# Forum Other Languages Germanic languages Dutch  Belgium/Netherlands

## babotchka

I hope this is not a too stupid question... 
Is the language spoken in North Belgium - Flemish  - different from Dutch ?
If yes, what are the kinds of differences : pronunciation, vocabulary, grammar, specific idiomatic expressions,... ? 
Thanks a lot for your answers !

----------


## Kostja

> I hope this is not a too stupid question... 
> Is the language spoken in North Belgium - Flemish  - different from Dutch ?
> If yes, what are the kinds of differences : pronunciation, vocabulary, grammar, specific idiomatic expressions,... ? 
> Thanks a lot for your answers !

 Yes, there're some differences. And it's mostly the pronunciation. The thing is Dutch people (most of'em) find Flemish pronunciation very funny.
I don't think that there're some vocabulary or grammar differences.
Actually, as I know, there's no Flemish language in this world  ::  There's only Dutch. Flemish is the kind of dialect of Dutch.
Sorry, but I can't say anything about specific idiomatic expressions... just don't know. But I suppose there are some...
The thing is there're many dialects inside the Netherlands also. For instance, see my signature (it's not the classical Dutch). I should be something like: "Als Drent bent jij altijd stoned omdat je tussen Hunebedden woont"   ::

----------


## синичка

> I don't think that there're some vocabulary or grammar differences.

 There are some vocabulary differences. Most of the time that only means that of two synonyms that are both used both in Belgium and in the Netherlands, one is more popular in Belgium and the other is more popular in the Netherlands. But sometimes in one country words are used that they don't even know (or at least not in that meaning) in the other country.
In Belgium they have the tendency to use real Dutch words where in the Netherlands we would use an (English) loan word.
One very important difference is that in Belgium they use gij/ge/u instead of jij/je/jou in the Netherlands.
Sometimes the word order is different in Belgium than in the Netherlands, but I can't think of an example right now.
And about pronunciation, I actually think Flemish sounds very nice, much better than Utrechts or Amsterdams, for example. Like Limburgs and Brabants, it sounds much kinder, in my opinion.
The most striking difference is that in Belgium they speak with a 'soft g', which is pronounced more in the front of the mouth than the g in the Netherlands. Also, they distinguish between voiced and unvoiced g/ch, while in most of the Netherlands they are all unvoiced. And some vowels or diphtongs are pronounced a bit different.
In Belgium the intonation is different.
Belgians often pronounce foreign words more in the Dutch way than do Dutch people.
Diminutive endings are often -ke in Belgium, but -(t)je in the Netherlands. 
Well, as you can see there are plenty of differences (and there are many more, I guess), but in general Flemish and Dutch people can understand each other very well.

[Tasks to carry out]:
a: Using the forum thread on Flemish and Dutch, say whether each statement agrees with it. Answer yes or no, and quote the words that decide it.
(i) In Belgium, gij/ge/u is used where the Netherlands uses jij/je/jou.
(ii) Diminutive endings in Belgium are often -(t)je.
(iii) In most of the Netherlands, voiced and unvoiced g/ch are kept distinct.
b: Carry on the forum thread on Flemish and Dutch from its last line.
The items that come next are not needed for any of this.

[Supplied entries]:
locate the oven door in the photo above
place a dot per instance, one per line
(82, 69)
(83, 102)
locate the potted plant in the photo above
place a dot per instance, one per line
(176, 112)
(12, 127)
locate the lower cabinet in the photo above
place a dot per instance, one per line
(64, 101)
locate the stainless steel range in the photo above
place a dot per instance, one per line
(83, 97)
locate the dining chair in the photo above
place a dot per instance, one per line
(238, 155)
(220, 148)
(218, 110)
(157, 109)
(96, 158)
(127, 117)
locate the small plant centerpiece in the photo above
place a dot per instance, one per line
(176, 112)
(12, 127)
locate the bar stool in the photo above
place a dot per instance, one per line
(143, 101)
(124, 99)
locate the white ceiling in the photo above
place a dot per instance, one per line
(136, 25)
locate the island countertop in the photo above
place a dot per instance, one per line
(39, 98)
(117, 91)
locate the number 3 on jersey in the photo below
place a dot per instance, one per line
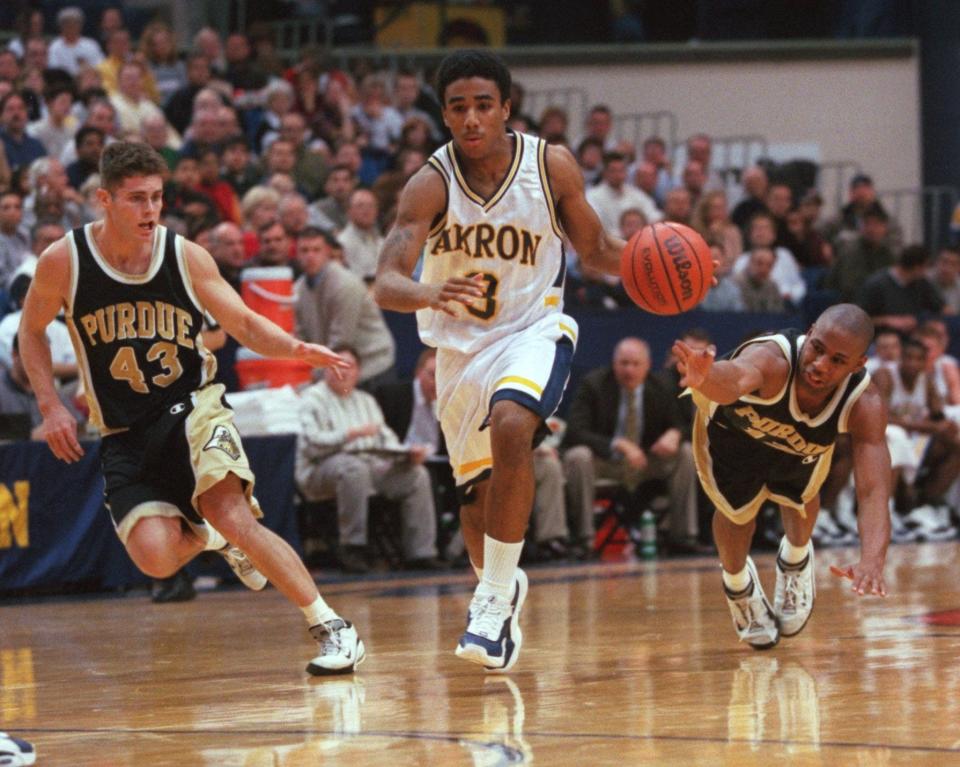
(125, 368)
(489, 308)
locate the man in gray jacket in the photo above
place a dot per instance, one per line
(333, 307)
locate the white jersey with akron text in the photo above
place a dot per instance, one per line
(511, 241)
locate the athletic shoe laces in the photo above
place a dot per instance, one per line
(331, 643)
(487, 615)
(750, 619)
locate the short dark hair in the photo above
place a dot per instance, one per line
(875, 210)
(913, 342)
(125, 159)
(913, 256)
(611, 157)
(85, 131)
(11, 94)
(469, 63)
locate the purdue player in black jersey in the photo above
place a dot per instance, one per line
(177, 480)
(766, 424)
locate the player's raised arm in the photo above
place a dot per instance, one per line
(47, 294)
(759, 368)
(595, 247)
(871, 471)
(253, 330)
(421, 202)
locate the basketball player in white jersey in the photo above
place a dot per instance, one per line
(492, 208)
(177, 481)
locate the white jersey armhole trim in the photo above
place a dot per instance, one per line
(74, 273)
(156, 257)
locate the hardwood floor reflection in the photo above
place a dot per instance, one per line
(622, 664)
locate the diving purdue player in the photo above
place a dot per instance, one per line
(766, 424)
(490, 212)
(177, 480)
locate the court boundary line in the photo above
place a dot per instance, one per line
(469, 737)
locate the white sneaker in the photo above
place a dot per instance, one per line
(932, 523)
(900, 531)
(795, 591)
(753, 617)
(341, 651)
(249, 575)
(15, 752)
(493, 635)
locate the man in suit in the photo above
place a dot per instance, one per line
(409, 408)
(638, 439)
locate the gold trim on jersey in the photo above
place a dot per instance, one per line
(156, 257)
(83, 365)
(434, 163)
(487, 205)
(207, 360)
(571, 333)
(532, 385)
(742, 515)
(547, 190)
(74, 272)
(466, 468)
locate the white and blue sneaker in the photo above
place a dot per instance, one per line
(493, 637)
(753, 617)
(15, 752)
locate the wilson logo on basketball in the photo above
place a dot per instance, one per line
(681, 264)
(651, 276)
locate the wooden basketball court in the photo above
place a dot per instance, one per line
(633, 664)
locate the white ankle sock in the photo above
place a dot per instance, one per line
(736, 582)
(500, 565)
(792, 555)
(318, 612)
(215, 540)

[Solved problems]:
a:
(i) Yes: "in Belgium they use gij/ge/u instead of jij/je/jou in the Netherlands."
(ii) No: "Diminutive endings are often -ke in Belgium, but -(t)je in the Netherlands."
(iii) No: "they distinguish between voiced and unvoiced g/ch, while in most of the Netherlands they are all unvoiced."

b:
I don't know how good your Dutch is, but here you can find something about some differences (in Dutch).

----------


## garmonistka

> [And about pronunciation, I actually think Flemish sounds very nice, much better than Utrechts or Amsterdams, for example. .

 Ah, синичка, you are wonderful   ::  I totally agree with you.

----------


## Kostja

> Originally Posted by синичка  [And about pronunciation, I actually think Flemish sounds very nice, much better than Utrechts or Amsterdams, for example. .   Ah, синичка, you are wonderful   I totally agree with you.

 But what's about Groningens or Rotterdams? I like the sound of'em better.

----------


## синичка

> But what's about Groningens or Rotterdams? I like the sound of'em better.

 Gronings is okay, but I don't know very well what Rotterdams sounds like. I only know how they say the r. I think I don't like it very much, though.

----------


## Kostja

> Originally Posted by Kostja  But what's about Groningens or Rotterdams? I like the sound of'em better.   Gronings is okay, but I don't know very well what Rotterdams sounds like. I only know how they say the r. I think I don't like it very much, though.

 Actually, that's one of the most important thing for me wich makes me like Dutch language.... I mean the sound of that Dutch "r" in general.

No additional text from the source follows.